Exercise details: Print all of the entries below word for word, but leave out the pictures.

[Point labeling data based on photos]
====
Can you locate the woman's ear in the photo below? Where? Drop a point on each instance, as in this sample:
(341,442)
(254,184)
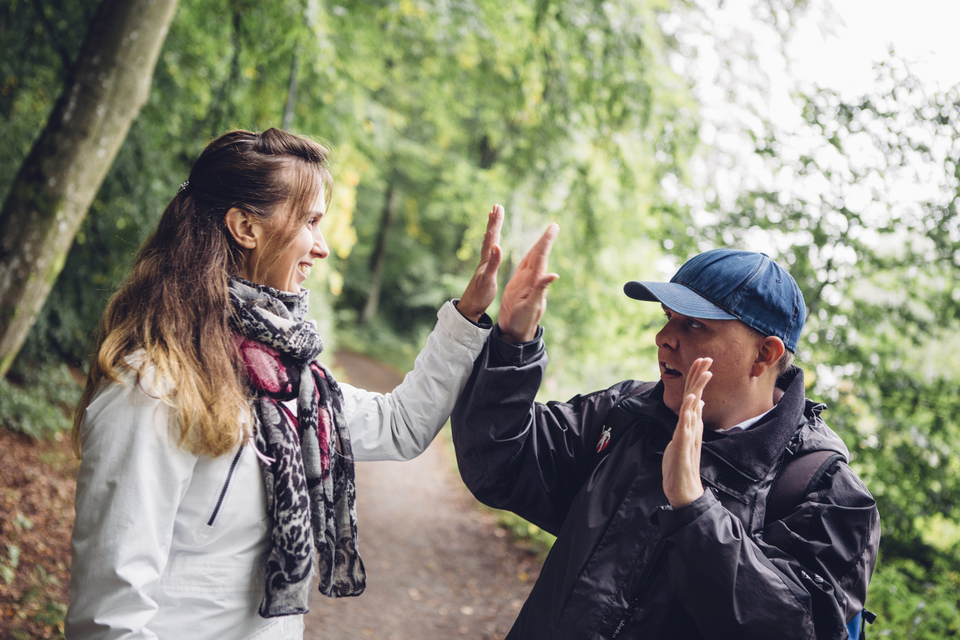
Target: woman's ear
(243,227)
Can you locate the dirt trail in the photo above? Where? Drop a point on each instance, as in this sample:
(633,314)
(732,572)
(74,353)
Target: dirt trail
(437,566)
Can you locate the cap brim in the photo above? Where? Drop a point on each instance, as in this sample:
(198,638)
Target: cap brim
(677,297)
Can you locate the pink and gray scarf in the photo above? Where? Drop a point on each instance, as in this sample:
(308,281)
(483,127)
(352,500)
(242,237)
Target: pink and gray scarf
(306,458)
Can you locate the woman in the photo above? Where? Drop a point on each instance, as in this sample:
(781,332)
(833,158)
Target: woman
(217,466)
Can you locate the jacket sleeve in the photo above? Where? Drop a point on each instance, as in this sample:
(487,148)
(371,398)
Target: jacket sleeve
(519,455)
(803,576)
(131,480)
(401,424)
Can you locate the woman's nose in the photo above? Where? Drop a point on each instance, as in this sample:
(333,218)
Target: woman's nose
(320,246)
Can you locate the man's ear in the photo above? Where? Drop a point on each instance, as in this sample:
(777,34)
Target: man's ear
(768,355)
(243,227)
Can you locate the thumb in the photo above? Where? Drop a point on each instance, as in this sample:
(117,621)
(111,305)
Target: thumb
(546,281)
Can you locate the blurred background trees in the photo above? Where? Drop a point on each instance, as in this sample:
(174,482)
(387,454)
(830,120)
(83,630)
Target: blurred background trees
(573,111)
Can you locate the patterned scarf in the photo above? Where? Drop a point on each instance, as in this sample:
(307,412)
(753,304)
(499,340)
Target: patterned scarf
(306,459)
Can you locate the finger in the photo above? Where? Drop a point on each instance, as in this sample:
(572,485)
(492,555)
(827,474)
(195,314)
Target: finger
(496,223)
(491,237)
(494,259)
(695,375)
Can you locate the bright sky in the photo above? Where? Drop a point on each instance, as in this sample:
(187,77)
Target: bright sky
(921,31)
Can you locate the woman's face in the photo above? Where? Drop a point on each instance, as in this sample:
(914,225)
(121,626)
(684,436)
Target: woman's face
(287,267)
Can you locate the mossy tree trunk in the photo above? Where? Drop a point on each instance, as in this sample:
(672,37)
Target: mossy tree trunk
(58,180)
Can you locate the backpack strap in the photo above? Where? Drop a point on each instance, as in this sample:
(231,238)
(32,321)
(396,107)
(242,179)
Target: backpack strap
(798,476)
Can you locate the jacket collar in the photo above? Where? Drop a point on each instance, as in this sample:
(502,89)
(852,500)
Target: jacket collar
(751,453)
(754,452)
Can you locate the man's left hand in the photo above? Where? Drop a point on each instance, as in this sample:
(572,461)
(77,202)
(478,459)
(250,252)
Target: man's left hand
(681,459)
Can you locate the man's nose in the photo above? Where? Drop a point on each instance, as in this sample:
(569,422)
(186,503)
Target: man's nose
(666,337)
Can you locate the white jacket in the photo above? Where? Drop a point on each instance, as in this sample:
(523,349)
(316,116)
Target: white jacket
(167,544)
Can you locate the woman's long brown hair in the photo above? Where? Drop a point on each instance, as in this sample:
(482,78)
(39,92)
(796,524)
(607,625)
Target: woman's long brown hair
(174,306)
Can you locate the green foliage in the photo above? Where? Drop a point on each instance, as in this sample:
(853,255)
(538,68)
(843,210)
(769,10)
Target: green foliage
(879,267)
(530,536)
(39,403)
(911,605)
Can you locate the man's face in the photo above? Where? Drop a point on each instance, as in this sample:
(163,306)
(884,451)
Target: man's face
(733,346)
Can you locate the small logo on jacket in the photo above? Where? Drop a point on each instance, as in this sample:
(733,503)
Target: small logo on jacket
(604,440)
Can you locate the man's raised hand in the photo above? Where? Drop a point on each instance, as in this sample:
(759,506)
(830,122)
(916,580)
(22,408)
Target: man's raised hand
(525,296)
(681,459)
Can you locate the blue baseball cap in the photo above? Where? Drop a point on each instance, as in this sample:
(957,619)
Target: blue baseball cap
(724,284)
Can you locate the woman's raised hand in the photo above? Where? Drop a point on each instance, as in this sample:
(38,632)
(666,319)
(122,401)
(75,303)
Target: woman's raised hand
(525,296)
(483,286)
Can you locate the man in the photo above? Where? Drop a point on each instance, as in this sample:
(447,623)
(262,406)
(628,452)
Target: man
(660,493)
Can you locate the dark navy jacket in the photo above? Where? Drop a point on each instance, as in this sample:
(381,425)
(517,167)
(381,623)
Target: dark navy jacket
(626,566)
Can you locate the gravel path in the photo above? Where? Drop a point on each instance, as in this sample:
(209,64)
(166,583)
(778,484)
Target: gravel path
(438,567)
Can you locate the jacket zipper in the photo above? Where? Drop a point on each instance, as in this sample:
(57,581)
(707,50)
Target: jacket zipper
(226,485)
(653,566)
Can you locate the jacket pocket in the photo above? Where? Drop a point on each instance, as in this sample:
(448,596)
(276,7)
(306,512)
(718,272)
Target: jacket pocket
(220,497)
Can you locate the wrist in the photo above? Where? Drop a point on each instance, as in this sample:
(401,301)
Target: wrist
(468,312)
(687,497)
(513,338)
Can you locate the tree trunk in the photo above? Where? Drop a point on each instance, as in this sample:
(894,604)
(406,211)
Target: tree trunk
====
In response:
Can you locate the woman's ear in the photo below? Where? Drop a point on each instance, as in this sample:
(341,442)
(254,184)
Target: woman's ear
(243,227)
Can you locate the dirt trail in the photo above? Where? Drop a point on each instance, as in this sample:
(633,314)
(732,572)
(74,353)
Target: dirt trail
(437,566)
Can you locate the cap brim in the photo above? Where? Drop a point on each instance, as in this sample:
(198,638)
Target: cap brim
(677,297)
Can you locate the pink and gray scarf in the photo above? Where? Drop a point on each instance, as in this sample:
(308,281)
(483,127)
(352,500)
(242,237)
Target: pink and gray scarf
(306,458)
Can you locate the woman in the photo above? Where? Drop a point on each instance, as in this sample:
(781,332)
(833,158)
Target: woman
(217,466)
Can you locate the jacket sleeve in the photo above? Where? Drop a point on each instance, as in this sample:
(487,148)
(371,398)
Target: jacket sleeve
(519,455)
(803,576)
(131,480)
(401,424)
Can you locate the woman's nose in the photo above? Where? Drop a point on each instance, as in this sample:
(333,218)
Target: woman's nose
(320,246)
Can you locate the man's ear in the photo above? Where? Drop a point on each instance, as in this sample:
(777,34)
Target: man's ear
(768,355)
(243,227)
Can you locate the thumb in the photo above? Where? Drop a point on each instance, as in this sample:
(117,621)
(111,305)
Target: thumb
(546,281)
Can you locate the blurred background trees in the photo above? Where? Drop a point on each instance, as in this sample:
(174,482)
(387,454)
(830,120)
(83,630)
Target: blurred background trees
(573,111)
Can you locate the patterned scarf in the photo above? Where? Drop a point on each instance, as in this sample:
(307,412)
(753,304)
(499,340)
Target: patterned scarf
(306,459)
Can you locate the finger in the photo above? Where? Drop a point on each instance, as in this sample:
(572,485)
(492,555)
(827,474)
(195,314)
Target: finger
(496,223)
(491,237)
(494,259)
(695,375)
Can you locate the bright sky in the photo above? Where? Drop a point on each instance, as in this sample:
(187,77)
Target: bright sky
(921,31)
Can you locate the woman's face in the photo above? Where? Drop a point on each instance, as in this sample:
(914,225)
(121,626)
(684,436)
Target: woman's face
(287,267)
Can you locate the mossy tree trunk in the photo above? Where? Drop a point on each instance, as in this sample:
(672,37)
Target: mossy tree trunk
(58,180)
Can you locate the backpack strap in the photo above? Where? Drop a point on each instance, as in this sample:
(231,238)
(32,321)
(396,107)
(242,179)
Target: backpack strap
(798,476)
Can you locate the jacket collar in the photo above? Where? Drop a point on each instance, as in this sample:
(502,89)
(852,500)
Target: jacket collar
(751,453)
(754,452)
Can you locate the man's left hand in the photo above? Where? Drop a point on each instance, as in this sample:
(572,461)
(77,202)
(478,459)
(250,252)
Target: man's left hand
(681,459)
Can you locate the man's nose in the photo above? Where? Drop a point on each instance, as in this sample:
(569,422)
(186,503)
Target: man's nose
(666,337)
Can you locate the white jacket in the photo above? Where? Drop a point on each instance, as in this sample:
(523,349)
(316,116)
Target: white jacket
(167,544)
Can you locate the woman's long brown hair in the photo above? Where? Drop a point on each instance, as in this sample:
(482,78)
(39,92)
(796,524)
(607,625)
Target: woman's long brown hair
(174,306)
Can you locate the green foliage in the photo above? Where? Drop a point on each instance, as in this sample:
(853,255)
(538,68)
(843,210)
(769,10)
Target: green foliage
(879,267)
(530,536)
(39,403)
(911,605)
Can you locate the man's face in the photo above? Where? Drop a point on each instance, as in this sample:
(163,306)
(884,451)
Target: man's face
(733,346)
Can you locate the small logo on jacket in the photo above? Where? Drop a point on each instance, as in this sample:
(733,503)
Target: small logo on jacket
(604,440)
Can you locate the man's raised hand in the photo above? Where? Drop a point on each instance, as in this sample:
(759,506)
(830,122)
(916,580)
(22,408)
Target: man's raised hand
(525,296)
(681,459)
Can you locate the blue baseball cap in the photo above? Where? Drop a point on each instance, as in this sample:
(957,619)
Target: blue baseball cap
(724,284)
Can you locate the woman's raised hand in the photo above? Where? Drop a point on each instance, as in this sample:
(38,632)
(666,319)
(122,401)
(75,303)
Target: woman's raised hand
(525,296)
(483,286)
Can you locate the man in the photo above? Where? Drop a point on each instance, as in this sample:
(447,623)
(262,406)
(628,452)
Target: man
(660,493)
Can you locate the dark navy jacket in the photo above? Where? Drop a point on each instance, as in this sample:
(381,425)
(517,167)
(381,623)
Target: dark navy jacket
(626,566)
Can you locate the gravel path in the photo above? Where? Drop a point on each instance, as in this sample:
(209,64)
(166,583)
(778,484)
Target: gravel path
(438,567)
Can you locate the jacket zipper in the photo above? Where? Drop a point on each instance, as in this sample:
(57,581)
(707,50)
Target: jacket zipper
(226,485)
(653,566)
Can you locate the jacket pocket in the photo above? Where? Drop a point on each instance, as in this sample:
(448,596)
(276,7)
(306,512)
(718,272)
Target: jacket pocket
(220,497)
Can you locate the wrist in the photo above? Where? Drop a point on each instance, as in this sample:
(401,301)
Target: wrist
(468,312)
(687,497)
(513,338)
Can you locate the tree trunk in the photo above? Where? Drop a point on each instance, as in this sample:
(894,604)
(406,211)
Target: tree trunk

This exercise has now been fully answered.